------ Data supplied

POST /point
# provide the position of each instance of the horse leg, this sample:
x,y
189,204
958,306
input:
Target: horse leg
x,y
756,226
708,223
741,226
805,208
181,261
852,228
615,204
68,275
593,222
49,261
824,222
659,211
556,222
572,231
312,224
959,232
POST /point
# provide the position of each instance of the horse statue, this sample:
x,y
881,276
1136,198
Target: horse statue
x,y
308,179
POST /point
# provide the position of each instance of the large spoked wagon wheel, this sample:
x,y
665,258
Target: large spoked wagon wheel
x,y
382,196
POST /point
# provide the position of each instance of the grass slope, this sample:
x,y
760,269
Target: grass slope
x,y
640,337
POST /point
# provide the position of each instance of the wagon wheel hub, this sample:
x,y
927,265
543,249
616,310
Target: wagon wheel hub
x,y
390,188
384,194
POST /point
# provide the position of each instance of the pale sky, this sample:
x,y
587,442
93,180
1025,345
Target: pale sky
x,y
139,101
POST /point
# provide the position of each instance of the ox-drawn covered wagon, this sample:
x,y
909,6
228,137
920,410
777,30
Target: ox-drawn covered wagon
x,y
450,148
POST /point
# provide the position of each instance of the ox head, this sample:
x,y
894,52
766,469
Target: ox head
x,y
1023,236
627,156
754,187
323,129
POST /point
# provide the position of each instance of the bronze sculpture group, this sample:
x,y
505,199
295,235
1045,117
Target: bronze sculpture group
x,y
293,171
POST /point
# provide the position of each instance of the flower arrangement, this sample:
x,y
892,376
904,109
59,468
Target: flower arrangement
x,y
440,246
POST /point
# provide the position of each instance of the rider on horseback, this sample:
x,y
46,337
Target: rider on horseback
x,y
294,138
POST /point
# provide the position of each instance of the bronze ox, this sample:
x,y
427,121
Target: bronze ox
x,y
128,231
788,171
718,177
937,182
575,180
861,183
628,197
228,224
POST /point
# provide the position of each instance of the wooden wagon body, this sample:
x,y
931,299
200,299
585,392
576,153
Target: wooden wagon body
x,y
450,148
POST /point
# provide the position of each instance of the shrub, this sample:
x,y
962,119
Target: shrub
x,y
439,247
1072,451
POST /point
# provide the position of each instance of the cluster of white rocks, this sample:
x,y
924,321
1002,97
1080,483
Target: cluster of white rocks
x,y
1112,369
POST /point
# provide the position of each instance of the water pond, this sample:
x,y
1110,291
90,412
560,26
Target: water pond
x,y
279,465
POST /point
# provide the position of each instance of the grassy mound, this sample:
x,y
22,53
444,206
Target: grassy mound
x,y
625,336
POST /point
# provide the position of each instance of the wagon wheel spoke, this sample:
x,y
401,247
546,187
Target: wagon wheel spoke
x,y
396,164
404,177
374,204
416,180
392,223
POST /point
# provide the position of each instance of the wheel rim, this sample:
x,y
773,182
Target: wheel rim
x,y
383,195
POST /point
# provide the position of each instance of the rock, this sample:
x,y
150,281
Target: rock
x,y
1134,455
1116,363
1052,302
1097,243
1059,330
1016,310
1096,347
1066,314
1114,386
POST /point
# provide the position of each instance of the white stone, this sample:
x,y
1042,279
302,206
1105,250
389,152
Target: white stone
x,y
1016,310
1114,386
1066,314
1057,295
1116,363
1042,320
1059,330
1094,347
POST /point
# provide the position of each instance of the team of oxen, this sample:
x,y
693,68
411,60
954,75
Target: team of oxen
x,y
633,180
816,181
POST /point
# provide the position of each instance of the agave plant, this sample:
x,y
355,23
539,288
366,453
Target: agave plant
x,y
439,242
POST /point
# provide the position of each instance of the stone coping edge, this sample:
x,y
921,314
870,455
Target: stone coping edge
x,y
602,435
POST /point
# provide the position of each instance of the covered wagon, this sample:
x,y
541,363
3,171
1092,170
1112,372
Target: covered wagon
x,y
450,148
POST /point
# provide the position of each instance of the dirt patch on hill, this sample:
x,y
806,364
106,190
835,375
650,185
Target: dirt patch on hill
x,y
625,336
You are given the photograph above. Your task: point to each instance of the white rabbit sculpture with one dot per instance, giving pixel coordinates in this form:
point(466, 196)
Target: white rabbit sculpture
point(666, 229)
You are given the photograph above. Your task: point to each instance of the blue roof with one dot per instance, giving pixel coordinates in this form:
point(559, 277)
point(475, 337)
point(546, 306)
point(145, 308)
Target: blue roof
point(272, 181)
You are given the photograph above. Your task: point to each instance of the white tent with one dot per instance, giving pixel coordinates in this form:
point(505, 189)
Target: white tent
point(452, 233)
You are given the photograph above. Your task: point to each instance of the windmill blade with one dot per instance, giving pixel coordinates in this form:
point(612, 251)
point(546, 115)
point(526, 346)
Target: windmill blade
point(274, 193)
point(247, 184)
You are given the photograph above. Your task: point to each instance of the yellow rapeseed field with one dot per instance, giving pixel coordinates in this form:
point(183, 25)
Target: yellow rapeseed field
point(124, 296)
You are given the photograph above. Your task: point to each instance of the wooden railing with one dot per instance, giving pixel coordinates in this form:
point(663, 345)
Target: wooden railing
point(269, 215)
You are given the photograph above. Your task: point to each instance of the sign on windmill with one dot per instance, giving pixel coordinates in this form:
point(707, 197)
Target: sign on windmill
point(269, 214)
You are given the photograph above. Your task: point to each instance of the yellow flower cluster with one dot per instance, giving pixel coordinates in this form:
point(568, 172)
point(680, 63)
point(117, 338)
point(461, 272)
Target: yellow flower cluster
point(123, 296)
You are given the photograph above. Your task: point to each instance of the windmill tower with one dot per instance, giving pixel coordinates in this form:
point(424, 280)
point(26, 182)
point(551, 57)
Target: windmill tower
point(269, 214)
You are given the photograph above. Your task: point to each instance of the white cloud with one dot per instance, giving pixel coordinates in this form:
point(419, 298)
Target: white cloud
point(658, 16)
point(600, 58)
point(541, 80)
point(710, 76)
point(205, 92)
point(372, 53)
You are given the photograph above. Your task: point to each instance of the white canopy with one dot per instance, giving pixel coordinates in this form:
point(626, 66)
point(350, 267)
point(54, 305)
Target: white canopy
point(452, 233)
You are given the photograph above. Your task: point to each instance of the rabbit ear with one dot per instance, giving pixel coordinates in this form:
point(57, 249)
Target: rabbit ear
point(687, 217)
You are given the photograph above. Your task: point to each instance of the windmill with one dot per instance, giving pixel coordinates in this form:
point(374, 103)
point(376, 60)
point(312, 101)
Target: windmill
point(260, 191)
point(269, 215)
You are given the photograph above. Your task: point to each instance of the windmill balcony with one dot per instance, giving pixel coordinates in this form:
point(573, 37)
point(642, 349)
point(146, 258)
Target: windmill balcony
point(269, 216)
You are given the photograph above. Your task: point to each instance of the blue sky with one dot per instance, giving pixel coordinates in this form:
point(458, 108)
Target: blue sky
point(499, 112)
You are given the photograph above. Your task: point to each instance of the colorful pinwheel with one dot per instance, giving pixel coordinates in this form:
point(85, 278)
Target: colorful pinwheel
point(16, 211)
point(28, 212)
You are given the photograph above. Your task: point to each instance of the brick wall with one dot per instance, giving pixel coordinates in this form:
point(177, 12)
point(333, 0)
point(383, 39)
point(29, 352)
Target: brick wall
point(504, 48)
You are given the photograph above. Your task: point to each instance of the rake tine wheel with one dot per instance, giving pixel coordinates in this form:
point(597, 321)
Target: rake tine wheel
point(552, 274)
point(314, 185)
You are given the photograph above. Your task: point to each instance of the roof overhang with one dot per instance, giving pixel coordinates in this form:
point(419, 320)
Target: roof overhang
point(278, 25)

------------

**What is needed:**
Including any blank lines, repeat the data exactly.

**Answer:**
POST /point
# provide the position of each instance of the horse leg, this sample:
x,y
189,204
958,306
input:
Target: horse leg
x,y
756,226
708,223
741,226
805,208
181,261
852,228
615,204
68,275
593,222
49,261
824,222
659,211
556,222
572,231
312,224
959,232
POST /point
# provide the position of each instance of the horse statue, this sample:
x,y
881,276
1136,198
Target: horse statue
x,y
308,179
POST /point
# provide the position of each instance of the large spoked wagon wheel, this sample:
x,y
665,258
Target: large spoked wagon wheel
x,y
382,196
POST /point
# provide the position of each instance of the grass slope, this sample:
x,y
760,269
Target: grass slope
x,y
640,337
POST /point
# provide the position of each instance of the wagon wheel hub, this sample:
x,y
927,265
543,249
616,310
Target: wagon wheel hub
x,y
390,188
384,194
POST /point
# provide the position of each instance of the pale sky, this sample:
x,y
587,442
93,180
1025,345
Target: pale sky
x,y
139,101
POST /point
# provide the position of each instance of the ox-drawn covered wagon, this sample:
x,y
909,6
228,137
920,410
777,30
Target: ox-drawn covered wagon
x,y
450,148
POST /point
# provide the position of each instance of the ox head, this sample:
x,y
894,52
766,469
Target: ox head
x,y
1023,236
627,156
754,187
323,129
POST /point
# provide the position of each instance of the bronze sculpture group, this sample:
x,y
505,199
295,235
1045,117
Target: bronze sculpture group
x,y
293,171
POST /point
# provide the position of each instance of the flower arrangement, this sample:
x,y
892,376
904,109
59,468
Target: flower arrangement
x,y
440,246
POST /point
# provide the position of each instance of the rider on horseback, this sample:
x,y
46,337
Target: rider on horseback
x,y
294,138
POST /point
# provide the position of each instance of the bronze ox, this sample:
x,y
427,121
Target: bronze ox
x,y
128,231
788,171
718,177
937,182
575,180
861,183
628,197
228,224
POST /point
# provide the position of each instance of the wooden wagon body, this sample:
x,y
931,299
200,299
585,392
576,153
Target: wooden wagon body
x,y
450,148
POST /point
# provide the position of each instance of the shrub, this sample:
x,y
962,119
Target: shrub
x,y
439,247
1072,451
POST /point
# provide the position of each instance of the cluster of white rocks, this sample:
x,y
924,321
1002,97
1080,483
Target: cluster of white rocks
x,y
1112,369
POST /point
# provide the position of each instance of the water pond, this sample:
x,y
1110,291
90,412
560,26
Target: water pond
x,y
279,465
POST /point
# provide the position of each instance of the grassy mound, this sample:
x,y
22,53
444,206
Target: grassy mound
x,y
625,336
POST /point
# provide the position of each instance of the wagon wheel spoke, this sample:
x,y
401,247
546,187
Target: wagon wheel spoke
x,y
396,164
404,177
374,204
416,180
392,223
POST /point
# provide the position of each instance of the wheel rim, this sample:
x,y
773,182
Target: wheel rim
x,y
383,195
POST /point
# provide the position of each instance of the rock, this sample:
x,y
150,281
Target: rock
x,y
1134,455
1116,363
1052,302
1097,243
1059,330
1016,310
1096,347
1066,314
1114,386
POST /point
# provide the position of each instance of the white stone, this sample:
x,y
1042,279
302,206
1105,250
389,152
Target: white stone
x,y
1016,310
1114,386
1066,314
1057,295
1116,363
1042,320
1059,330
1094,347
POST /point
# provide the position of each instance of the team of oxen, this sample:
x,y
693,68
411,60
954,75
Target: team of oxen
x,y
633,180
816,181
POST /point
# provide the position of each instance of the agave plant, this sample:
x,y
355,23
539,288
366,453
Target: agave plant
x,y
439,242
POST /point
# provide the position of each instance of the stone coping edge, this sample:
x,y
921,314
870,455
Target: stone coping edge
x,y
602,435
POST /point
# provide the position of each instance of the covered wagon, this sample:
x,y
541,363
3,171
1092,170
1112,372
Target: covered wagon
x,y
450,148
POST /point
# provide the position of each instance of the dirt patch on hill, this sample:
x,y
806,364
106,190
835,375
650,185
Target: dirt patch on hill
x,y
625,336
You are given the photograph above. Your task: point to each instance of the white rabbit sculpture with one dot per instance, giving pixel coordinates in this form:
point(466, 196)
Target: white rabbit sculpture
point(666, 229)
You are given the photograph above. Your task: point to each instance of the blue roof with one dot per instance, giving pixel coordinates in this form:
point(559, 277)
point(475, 337)
point(546, 306)
point(145, 308)
Target: blue roof
point(272, 181)
You are given the photograph above. Your task: point to each instance of the white tent with one dot per instance, giving pixel coordinates in this form:
point(505, 189)
Target: white tent
point(452, 233)
You are given the photograph above. Your task: point to each instance of the windmill blade with one dot per instance, giving pixel coordinates in this form:
point(612, 251)
point(546, 115)
point(526, 346)
Target: windmill blade
point(274, 193)
point(247, 184)
You are given the photograph above. Your task: point to each instance of the yellow rapeseed field with one dot per instance, giving pixel coordinates in this form:
point(183, 25)
Target: yellow rapeseed field
point(124, 296)
You are given the photograph above. Your task: point to each instance of the wooden railing with one dot per instance, giving pixel coordinates in this form:
point(663, 345)
Target: wooden railing
point(269, 215)
You are given the photograph above. Your task: point to each instance of the sign on windmill with one dot per instance, giving pixel coordinates in this form:
point(707, 197)
Target: sign on windmill
point(269, 214)
You are given the photograph above. Your task: point to each instance of the yellow flower cluster with one dot per instance, giving pixel coordinates in this form:
point(568, 172)
point(680, 63)
point(117, 338)
point(461, 272)
Target: yellow flower cluster
point(123, 296)
You are given the photograph above. Your task: point to each instance of the windmill tower with one dot per instance, giving pixel coordinates in this form:
point(424, 280)
point(26, 182)
point(551, 57)
Target: windmill tower
point(269, 214)
You are given the photograph above. Your task: point to each instance of the white cloud with one dot per instance, giving pixel coordinates in this form:
point(419, 298)
Target: white cloud
point(658, 16)
point(600, 58)
point(541, 80)
point(710, 76)
point(205, 92)
point(372, 53)
You are given the photograph above. Your task: point to each instance of the white canopy with one dot per instance, giving pixel coordinates in this form:
point(626, 66)
point(350, 267)
point(54, 305)
Target: white canopy
point(452, 233)
You are given the photograph above. Your task: point to each instance of the rabbit ear with one dot per instance, giving pixel coordinates in this form:
point(57, 249)
Target: rabbit ear
point(687, 217)
You are given the photograph above. Your task: point to each instance of the windmill with one dot per instance, giving pixel coordinates in this form:
point(374, 103)
point(376, 60)
point(312, 101)
Target: windmill
point(260, 191)
point(269, 215)
You are given the photograph above. Your task: point to each instance of the windmill balcony with one dot per instance, giving pixel coordinates in this form:
point(573, 37)
point(642, 349)
point(146, 258)
Target: windmill balcony
point(269, 216)
You are given the photograph above. Your task: point to each instance of the blue sky with one dot per instance, giving pixel coordinates in this form:
point(458, 108)
Target: blue sky
point(499, 112)
You are given the photograph above. Your task: point to each instance of the colorful pinwheel with one dot per instance, giving pixel coordinates in this form:
point(85, 278)
Target: colorful pinwheel
point(16, 211)
point(28, 212)
You are given the photograph above. Your task: point to each instance of the brick wall with one dot per instance, giving pixel coordinates in this form:
point(177, 12)
point(333, 0)
point(383, 39)
point(29, 352)
Target: brick wall
point(504, 48)
You are given the photograph above. Your task: point to each instance of the rake tine wheel with one dot per instance, giving pixel coordinates in this form:
point(597, 321)
Target: rake tine wheel
point(552, 274)
point(314, 185)
You are given the photograph above. Your task: point to each instance of the roof overhang with one dot per instance, giving pixel coordinates in this form:
point(419, 320)
Target: roof overhang
point(278, 25)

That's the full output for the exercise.